* [SOURCE DOCUMENT]:
......

Following Core Update NS8 no longer accessible

My current situation is almost identical to this.

I clicked to apply the latest core update, which appeared to stall at 16%. After some time, when this appear to be not moving along I went to the Logs page and started poking around to see if anything seemed out of place. In the logs I saw a large number of “permission denied” errors. After clicking around the menus a little more, the whole admin interface locked up and wouldn’t respond to anything.

After the reboot of the system nothing is working. None of the services started, no IP was assigned and most importantly, redis fails to start. Here’s the output from the 1st restart attempt:

What other information can I collect.

Cheers.

This also happened in my test system, the main node works, but the secondary one disappeared. The secondary cluster admin tells me to administer on the main one.

......

* [EXERCISE PROMPT]:
Quote the post about the failed NS8 core update word for word, everything from "My current situation" down to "the main one.".

......

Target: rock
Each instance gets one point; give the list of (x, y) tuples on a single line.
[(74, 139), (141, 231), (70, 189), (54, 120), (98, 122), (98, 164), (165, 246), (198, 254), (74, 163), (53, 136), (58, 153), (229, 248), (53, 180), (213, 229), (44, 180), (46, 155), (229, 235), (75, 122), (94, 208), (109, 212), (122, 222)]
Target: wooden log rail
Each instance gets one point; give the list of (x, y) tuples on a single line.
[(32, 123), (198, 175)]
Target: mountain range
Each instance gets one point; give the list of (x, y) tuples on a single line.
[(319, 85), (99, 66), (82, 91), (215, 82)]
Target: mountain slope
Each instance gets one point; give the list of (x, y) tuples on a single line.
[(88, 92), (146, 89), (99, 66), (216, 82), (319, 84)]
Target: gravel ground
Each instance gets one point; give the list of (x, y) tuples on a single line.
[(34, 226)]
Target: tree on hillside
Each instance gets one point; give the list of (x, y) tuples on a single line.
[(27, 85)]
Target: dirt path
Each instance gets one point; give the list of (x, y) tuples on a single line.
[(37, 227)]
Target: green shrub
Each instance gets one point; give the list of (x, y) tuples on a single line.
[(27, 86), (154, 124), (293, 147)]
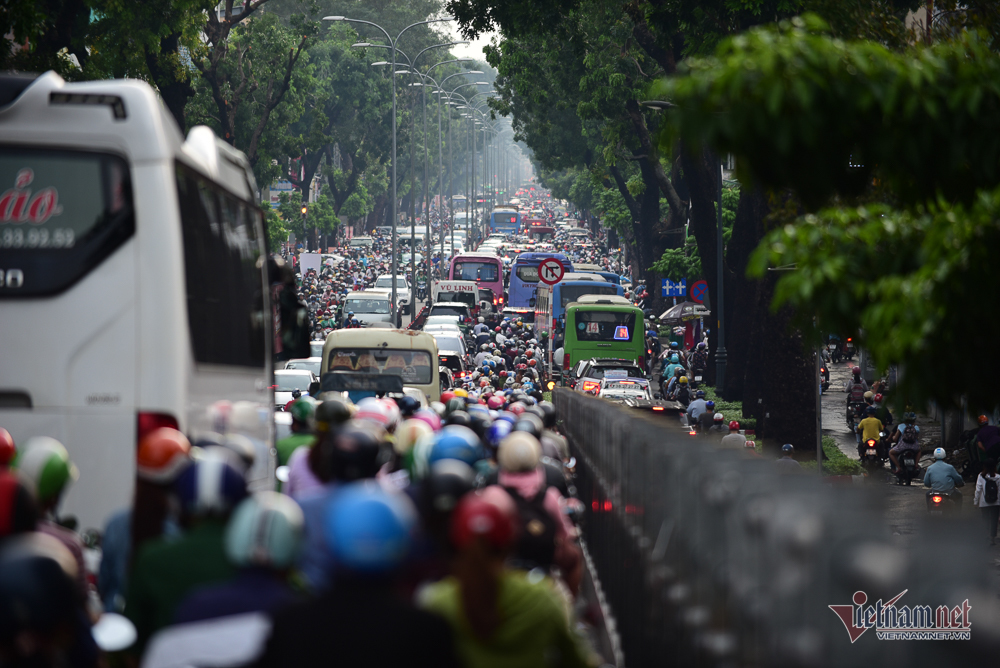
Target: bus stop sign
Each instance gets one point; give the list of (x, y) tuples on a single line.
[(551, 271)]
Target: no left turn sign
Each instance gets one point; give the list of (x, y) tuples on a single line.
[(551, 271)]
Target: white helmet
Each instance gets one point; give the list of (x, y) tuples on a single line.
[(519, 452)]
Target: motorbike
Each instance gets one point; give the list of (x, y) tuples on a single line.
[(943, 503), (871, 458), (908, 469)]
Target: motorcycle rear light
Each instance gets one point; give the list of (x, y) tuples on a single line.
[(147, 423)]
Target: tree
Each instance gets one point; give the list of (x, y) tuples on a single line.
[(900, 245)]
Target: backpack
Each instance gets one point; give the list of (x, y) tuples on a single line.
[(536, 543), (991, 490), (857, 392)]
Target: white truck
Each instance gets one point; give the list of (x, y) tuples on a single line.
[(461, 291)]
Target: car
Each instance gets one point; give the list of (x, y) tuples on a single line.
[(450, 341), (311, 363), (460, 309), (618, 386), (588, 373), (288, 380), (384, 282)]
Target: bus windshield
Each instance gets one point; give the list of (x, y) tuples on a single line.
[(604, 325), (476, 271), (570, 293), (378, 306), (414, 366)]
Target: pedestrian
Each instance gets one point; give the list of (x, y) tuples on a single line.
[(987, 497)]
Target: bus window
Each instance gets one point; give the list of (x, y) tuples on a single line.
[(225, 298), (528, 273), (604, 325), (475, 271), (79, 209)]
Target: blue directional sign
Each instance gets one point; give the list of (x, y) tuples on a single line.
[(671, 289)]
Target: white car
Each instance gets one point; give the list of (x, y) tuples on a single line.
[(384, 282), (288, 380), (311, 363)]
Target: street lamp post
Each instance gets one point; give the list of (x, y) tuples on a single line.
[(392, 44)]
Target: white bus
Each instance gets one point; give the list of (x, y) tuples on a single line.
[(135, 290)]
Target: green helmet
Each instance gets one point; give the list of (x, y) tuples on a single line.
[(265, 530), (44, 465), (303, 410)]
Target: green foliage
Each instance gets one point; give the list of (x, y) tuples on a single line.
[(685, 262), (836, 462), (824, 117), (277, 231)]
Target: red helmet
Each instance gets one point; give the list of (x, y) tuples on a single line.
[(476, 518), (7, 449)]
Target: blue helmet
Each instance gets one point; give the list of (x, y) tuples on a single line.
[(456, 442), (369, 530)]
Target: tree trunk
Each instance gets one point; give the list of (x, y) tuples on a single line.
[(748, 229)]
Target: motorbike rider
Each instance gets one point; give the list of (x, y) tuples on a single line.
[(869, 428), (697, 407), (786, 464), (734, 439), (905, 438), (942, 477), (988, 439)]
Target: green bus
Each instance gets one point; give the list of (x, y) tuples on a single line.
[(603, 326)]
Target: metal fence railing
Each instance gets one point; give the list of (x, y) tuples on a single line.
[(709, 557)]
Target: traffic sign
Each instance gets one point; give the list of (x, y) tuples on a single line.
[(551, 271), (671, 289), (699, 291)]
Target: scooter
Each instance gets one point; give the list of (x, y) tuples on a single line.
[(944, 503), (908, 469), (870, 457)]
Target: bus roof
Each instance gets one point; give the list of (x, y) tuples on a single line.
[(582, 276), (602, 300)]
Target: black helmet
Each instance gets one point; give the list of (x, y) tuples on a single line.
[(37, 585), (330, 413), (459, 417), (348, 454), (548, 414), (529, 423)]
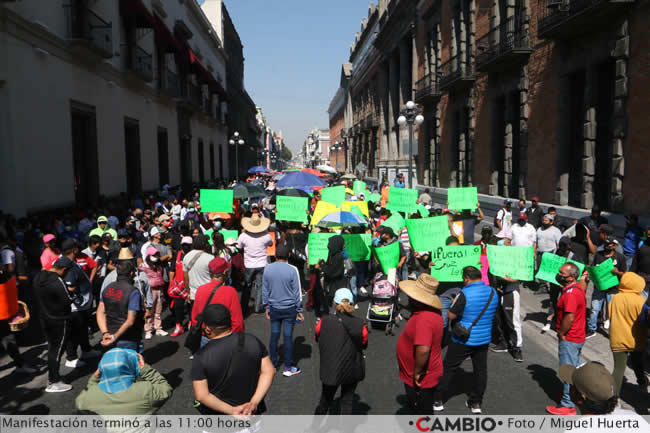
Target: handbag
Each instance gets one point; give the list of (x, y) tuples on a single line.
[(193, 339), (462, 333)]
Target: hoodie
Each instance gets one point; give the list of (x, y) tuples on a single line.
[(627, 333)]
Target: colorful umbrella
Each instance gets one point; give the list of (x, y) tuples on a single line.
[(341, 219)]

......

* [FINAL RESULT]:
My current situation is almost identical to this.

I clicked to apply the latest core update, which appeared to stall at 16%. After some time, when this appear to be not moving along I went to the Logs page and started poking around to see if anything seemed out of place. In the logs I saw a large number of “permission denied” errors. After clicking around the menus a little more, the whole admin interface locked up and wouldn’t respond to anything.

After the reboot of the system nothing is working. None of the services started, no IP was assigned and most importantly, redis fails to start. Here’s the output from the 1st restart attempt:

What other information can I collect.

Cheers.

This also happened in my test system, the main node works, but the secondary one disappeared. The secondary cluster admin tells me to administer on the main one.